What to do >> Rewrite all of the data below, replacing every occurrence of "Present" with "Return" and leaving everything else unchanged. Omit the pictures from your answer.

Material to process >>
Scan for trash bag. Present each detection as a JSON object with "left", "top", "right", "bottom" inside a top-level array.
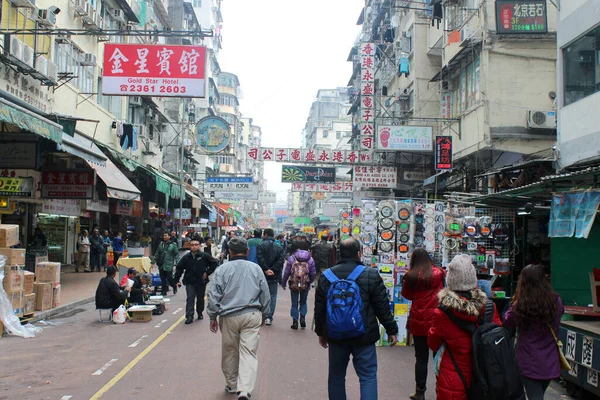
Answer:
[
  {"left": 113, "top": 304, "right": 127, "bottom": 324},
  {"left": 0, "top": 255, "right": 42, "bottom": 338}
]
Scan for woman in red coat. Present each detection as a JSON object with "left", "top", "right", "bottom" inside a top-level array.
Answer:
[
  {"left": 427, "top": 254, "right": 502, "bottom": 400},
  {"left": 402, "top": 249, "right": 446, "bottom": 400}
]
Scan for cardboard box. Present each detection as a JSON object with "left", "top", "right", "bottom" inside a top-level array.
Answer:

Answer to this problem >>
Scan for trash bag. Return each detection as a JSON object with "left", "top", "right", "bottom" inside a top-level array.
Answer:
[
  {"left": 113, "top": 304, "right": 127, "bottom": 324},
  {"left": 0, "top": 255, "right": 42, "bottom": 338}
]
Scan for woman in red coat. Return each detection as a JSON object with "left", "top", "right", "bottom" inside a top-level array.
Answer:
[
  {"left": 427, "top": 254, "right": 502, "bottom": 400},
  {"left": 402, "top": 249, "right": 446, "bottom": 400}
]
Scan for cardboard box. Return each detection as a JSON object with "left", "top", "right", "bottom" inside a top-level array.
Answer:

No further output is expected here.